# Exercise requirements
Your task is to repeat the data exactly, every line of it.
_____
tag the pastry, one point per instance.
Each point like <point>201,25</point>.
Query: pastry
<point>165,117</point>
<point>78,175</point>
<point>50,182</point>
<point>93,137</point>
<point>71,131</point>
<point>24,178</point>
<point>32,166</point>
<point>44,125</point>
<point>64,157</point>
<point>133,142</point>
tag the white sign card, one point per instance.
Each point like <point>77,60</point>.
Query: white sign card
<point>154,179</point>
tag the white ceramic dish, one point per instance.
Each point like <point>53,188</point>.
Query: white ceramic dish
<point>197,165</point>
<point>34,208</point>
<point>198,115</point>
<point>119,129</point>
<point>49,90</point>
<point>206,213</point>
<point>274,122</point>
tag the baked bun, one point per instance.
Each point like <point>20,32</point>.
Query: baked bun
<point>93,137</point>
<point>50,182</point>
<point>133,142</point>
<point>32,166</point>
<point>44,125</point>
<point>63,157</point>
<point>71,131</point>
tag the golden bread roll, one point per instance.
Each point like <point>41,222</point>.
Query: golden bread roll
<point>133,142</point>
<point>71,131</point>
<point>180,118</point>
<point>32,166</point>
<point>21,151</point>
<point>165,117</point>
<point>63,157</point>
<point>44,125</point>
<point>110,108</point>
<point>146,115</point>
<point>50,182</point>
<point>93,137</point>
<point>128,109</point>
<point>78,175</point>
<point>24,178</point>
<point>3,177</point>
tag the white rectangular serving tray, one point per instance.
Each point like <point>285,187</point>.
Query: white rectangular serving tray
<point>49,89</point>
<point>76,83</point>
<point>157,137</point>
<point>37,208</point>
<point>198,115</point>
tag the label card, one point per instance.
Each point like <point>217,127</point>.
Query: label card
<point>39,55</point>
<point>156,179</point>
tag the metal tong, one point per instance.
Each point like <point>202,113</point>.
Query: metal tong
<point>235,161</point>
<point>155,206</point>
_____
# Completed exercise
tag the pastry, one point per instance.
Each point like <point>201,25</point>.
Query: pastry
<point>165,117</point>
<point>78,175</point>
<point>50,182</point>
<point>93,137</point>
<point>71,131</point>
<point>24,178</point>
<point>32,166</point>
<point>44,125</point>
<point>64,157</point>
<point>133,142</point>
tag the white sign card, one point per instance.
Each point like <point>77,60</point>.
Query: white sign card
<point>154,179</point>
tag the white ceramic dish, one point per instance.
Each point like <point>53,188</point>.
Query: white ceramic dish
<point>197,165</point>
<point>34,208</point>
<point>198,115</point>
<point>119,129</point>
<point>49,90</point>
<point>206,213</point>
<point>274,122</point>
tag the baked bun, one point per instance.
Each point like <point>20,32</point>.
Query: baked bun
<point>93,137</point>
<point>50,182</point>
<point>133,142</point>
<point>32,166</point>
<point>44,125</point>
<point>63,157</point>
<point>71,131</point>
tag the golden bread roll, one point per instance.
Each point like <point>41,222</point>.
Query: golden bread roll
<point>133,142</point>
<point>71,131</point>
<point>180,118</point>
<point>32,166</point>
<point>21,151</point>
<point>165,117</point>
<point>63,157</point>
<point>44,125</point>
<point>110,108</point>
<point>146,115</point>
<point>50,182</point>
<point>93,137</point>
<point>128,109</point>
<point>78,175</point>
<point>24,178</point>
<point>3,177</point>
tag the white rectangular serving tray, one point per instance.
Each point like <point>285,187</point>.
Query: white rectangular serving tray
<point>49,89</point>
<point>76,83</point>
<point>157,137</point>
<point>37,208</point>
<point>198,115</point>
tag the label card, one point per instance.
Each point like <point>217,127</point>.
Query: label card
<point>39,55</point>
<point>156,179</point>
tag the metal tong, one point per instance.
Each point like <point>202,113</point>.
Query: metal tong
<point>235,161</point>
<point>155,206</point>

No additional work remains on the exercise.